EXERCISE DESCRIPTION:
Reproduce the passage below on the Occupy movement and elections word for word, starting at "Whatever Occupiers may" and ending at "the Democratic Party.".

One of the most interesting questions for the Occupy movement relates to how it might engage with the existing political system, especially with an election year looming.

Many respected voices from outside the movement have urged that it work from within the Democratic Party, much as the Tea Party has done with the GOP.  See, for example, this recent piece by George Lakoff, where he draws a comparison to the Tea Party:

What's next? That's the question being asked as cities close down Occupy encampments and winter approaches.

The answer is simple. Just as the Tea Party gained power, the Occupy movement can. The Occupy movement has raised awareness of a great many of America's real issues and has organized supporters across the country. Next comes electoral power. Wall Street exerts its force through the money that buys elections and elected officials. But ultimately, the outcome of elections depends on people willing to take to the streets - registering voters, knocking on doors, distributing information, speaking in local venues. The way to change the nation is to occupy elections.

Whatever Occupiers may think of the Democrats, they can gain power within the Democratic Party and hence in election contests all over America. All they have to do is join Democratic clubs, stick to their values, speak out very loudly and work in campaigns for candidates at every level who agree with their values. If Occupiers can run tent camps, organize food kitchens and cleanup brigades, run general assemblies and use social media, they can take over and run a significant part of the Democratic Party.

DATA SECTION:
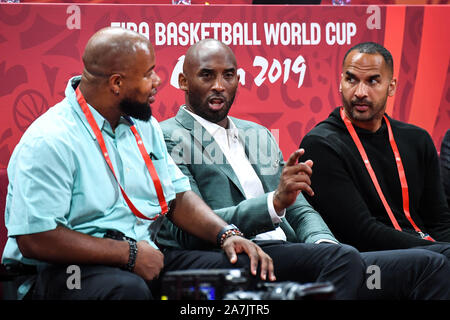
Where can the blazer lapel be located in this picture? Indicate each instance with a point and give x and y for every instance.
(211, 152)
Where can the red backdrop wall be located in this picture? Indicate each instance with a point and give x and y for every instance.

ANSWER TO THIS PROBLEM:
Whatever Occupiers may think of the Democrats, they can gain power within the Democratic Party and hence in election contests all over America. All they have to do is join Democratic clubs, stick to their values, speak out very loudly and work in campaigns for candidates at every level who agree with their values. If Occupiers can run tent camps, organize food kitchens and cleanup brigades, run general assemblies and use social media, they can take over and run a significant part of the Democratic Party.